_Sağlanan metin:_
────────────────────

Alfabe, bir dildeki sesleri karşılayan simgelerin (harflerin) oluşturduğu, belirli sırası olan işaretler topluluğu demektir. Diğer bir ifade ile Alfabe veya abece, her biri dildeki bir sese karşılık gelen harfler dizisidir. Alfabe terimi, kökeni Sami olan Yunan alfabesinin ilk iki harfi alfa ve beta’dan türemiştir. Alfabe, yalnız sessiz harflerden oluşan Kuzey Sami yazısına bağımlı bir Yunan buluşudur. Bir dil için ayrı ayrı zaman ve yerlerde değişik alfabeler kullanılabilir. Çünkü harf denilen işaretler “görece”dir. Aynı ses ayrı alfabelerde değişik işaretlerle gösterilebilir, örneklersek “a” sesi zaman içinde değişmez ama bu ses Latin alfabesinde başka, Arap alfabesinde başka bir işaretle gösterilir. Genellikle bir ulusal alfabede ulusun dilindeki seslerin hepsi için ayrı ayrı harfler bulunmaz, birbirine yakın sesler aynı harflerle gösterilir: Türkçede “ke” ve “ka” seslerinin “k”, “ga” ve ”ge” seslerinin “g” harfiyle gösterilmesi gibi, kimi zaman da bir sesi iki harfle karşılanır. Türk alfabesinde “ğ” ve “y” harflerinin aynı yaklaşık sesi yansıtmaları gibi.
Bir dile yabancı dillerden sözcükler girdiğinde ulusal hafler bu sözcüklerin yazılışında yeterli olamayabilir. O zaman “düzeltme işareti” denilen yardımcı işaretler kullanılır (Türkçede “hala” ve “hâlâ” sözcüklerinde olduğu gibi). Bazen de bir ulus, başka bir ulustan aldığı alfabeyi, kendi dilindeki seslere göre ekler ve işaretlerle geliştirir: Osmanlı döneminde Türklerin Arap alfabesine ekledikleri ph (ö), ö (ğ), ü (g) harfleri Cumhuriyet döneminde kabul edilen Latin alfabesine eklenen ç, ş, ğ harfleri. Sesler harf gruplarıyla da gösterilir. Bu harf birleşimleri Avrupa dillerinde görülen ch, tch, tsch (hepsi ç sesi için) birleşimleriyle örneklenebilir.
Bir ulusun kullandığı alfabe genellikle, o ulusun toplumsal ve dinsel yaşamına bağlıdır. Slav ulusları dinsel nedenlerle iki ayrı alfabe kullanırlar. Katolik Hıristiyan olan Polonya, Çek, Slovak, Hırvat ve Slovenler Latin alfabesini; Ortodoks Hıristiyan olan Ruslar, Bulgurlar ve Sırplar Kiril alfabesini kullanırlar. Kültürün alfabe seçimine etkisi Romenlerde görülür. Latin kökenli olan Romenler 1860 yılına kadar Kiril alfabesinin kullandılar. 1860 yılında Ortodoks dininden olmalarına karşın, Latin kökenli oluşuna dayanarak Latin alfabesini aldılar. Türkler 8. yüzyıldan beri aldıkları ve etkilendikleri kültür ve dinlere göre çeşitli alfabeler kullanmışlardır. Şamanizm, Brahmanizm, Hıristiyanlık (Manihaizm), Musevi ve İslam dinini benimseyen Türklerin kullandıkları alfabeler şöyle sıralanabilir: Göktürk, Sogd, Budist Uygur, Brahman Uygur, Hıristiyan Uygur, Manihai, İbrahi ve Arap.

────────────────────

_Belirtilen hedef 1:_ Satırlar arasından "background" sözcüğünü içerenlerin her birini çıkarın; büyük ve küçük harf farkı dikkate alınmalıdır.

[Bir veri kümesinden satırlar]

────────────────────

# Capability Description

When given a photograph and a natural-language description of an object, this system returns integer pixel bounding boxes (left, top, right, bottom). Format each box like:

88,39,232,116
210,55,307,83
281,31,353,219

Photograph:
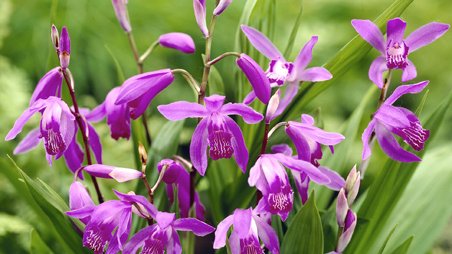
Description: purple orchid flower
352,18,449,89
241,25,333,115
83,164,143,183
69,181,96,225
248,153,330,221
157,159,205,221
213,208,279,254
115,69,174,121
157,95,263,176
193,0,209,38
5,96,76,165
86,87,130,140
59,26,71,69
117,193,215,254
111,0,132,33
362,81,430,162
159,33,195,54
285,114,345,204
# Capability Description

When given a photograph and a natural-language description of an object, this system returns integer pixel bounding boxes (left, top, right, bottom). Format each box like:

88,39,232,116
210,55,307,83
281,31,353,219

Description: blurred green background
0,0,452,253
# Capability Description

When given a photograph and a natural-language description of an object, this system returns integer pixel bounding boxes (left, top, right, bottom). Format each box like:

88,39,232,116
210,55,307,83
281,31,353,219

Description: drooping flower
120,192,215,254
5,96,76,165
241,25,333,115
248,153,330,221
236,53,271,104
83,164,143,183
30,67,63,106
112,0,132,33
157,159,204,220
59,26,71,69
157,95,263,175
352,18,449,88
86,87,130,140
362,81,430,162
159,33,195,54
193,0,209,38
213,208,279,254
69,181,96,224
115,69,174,119
285,114,345,204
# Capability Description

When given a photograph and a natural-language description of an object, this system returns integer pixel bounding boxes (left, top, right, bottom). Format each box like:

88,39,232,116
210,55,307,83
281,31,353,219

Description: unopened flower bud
50,25,60,51
336,188,349,228
336,210,356,253
265,89,281,124
59,26,71,69
345,166,361,205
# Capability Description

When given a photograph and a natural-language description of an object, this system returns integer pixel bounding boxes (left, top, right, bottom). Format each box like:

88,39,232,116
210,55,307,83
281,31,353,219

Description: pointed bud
83,164,143,183
213,0,232,16
345,166,361,205
159,33,195,54
50,25,60,51
59,26,71,69
336,210,356,253
336,188,349,228
265,89,281,124
237,53,271,104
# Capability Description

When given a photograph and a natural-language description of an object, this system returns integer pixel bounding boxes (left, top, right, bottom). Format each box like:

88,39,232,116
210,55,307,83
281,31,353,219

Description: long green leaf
284,0,414,119
281,192,323,254
347,96,452,253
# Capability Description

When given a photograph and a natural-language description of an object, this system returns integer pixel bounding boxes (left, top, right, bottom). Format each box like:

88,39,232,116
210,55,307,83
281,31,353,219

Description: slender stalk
62,69,104,203
207,52,240,66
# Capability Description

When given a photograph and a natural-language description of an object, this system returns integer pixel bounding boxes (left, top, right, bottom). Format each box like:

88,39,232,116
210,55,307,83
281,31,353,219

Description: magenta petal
299,67,333,82
112,0,132,33
240,25,284,60
213,0,232,16
159,33,195,54
224,116,249,173
30,67,63,106
369,56,388,89
213,215,234,249
386,18,406,43
352,19,386,54
13,128,41,154
375,123,421,162
361,121,375,161
402,60,417,82
384,81,430,105
405,22,450,52
193,0,209,38
173,218,215,236
157,101,207,121
237,53,271,104
190,118,208,176
293,36,319,75
221,103,263,124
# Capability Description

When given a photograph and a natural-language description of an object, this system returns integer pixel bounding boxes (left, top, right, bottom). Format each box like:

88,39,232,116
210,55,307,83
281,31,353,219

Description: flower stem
207,52,240,66
62,69,104,203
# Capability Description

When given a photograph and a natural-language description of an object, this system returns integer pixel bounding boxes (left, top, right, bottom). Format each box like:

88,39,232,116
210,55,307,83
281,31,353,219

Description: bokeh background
0,0,452,253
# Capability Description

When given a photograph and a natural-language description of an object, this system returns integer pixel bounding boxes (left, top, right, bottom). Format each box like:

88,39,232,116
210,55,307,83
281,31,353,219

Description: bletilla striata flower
157,95,263,176
362,81,430,162
157,159,205,220
115,69,174,121
5,96,76,165
122,191,215,254
213,208,279,254
86,87,130,140
285,114,345,204
248,153,330,221
352,18,449,88
241,25,333,115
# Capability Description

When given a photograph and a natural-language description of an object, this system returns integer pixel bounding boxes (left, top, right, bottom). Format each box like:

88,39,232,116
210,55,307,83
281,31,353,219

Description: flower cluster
6,0,449,254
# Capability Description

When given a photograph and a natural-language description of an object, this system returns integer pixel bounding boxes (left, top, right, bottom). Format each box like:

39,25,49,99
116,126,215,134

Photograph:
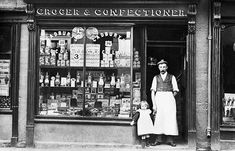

────────────────────

_Belirtilen hedef 2:_ Alfabe metnindeki "Bir dil için ayrı ayrı zaman ve yerlerde değişik alfabeler kullanılabilir." cümlesi İngilizceye nasıl çevrilir?

_Yazılı yanıt 1:_
Description: blurred green background
Description: bokeh background

_Yazılı yanıt 2:_ Different alphabets may be used for a language at different times and in different places.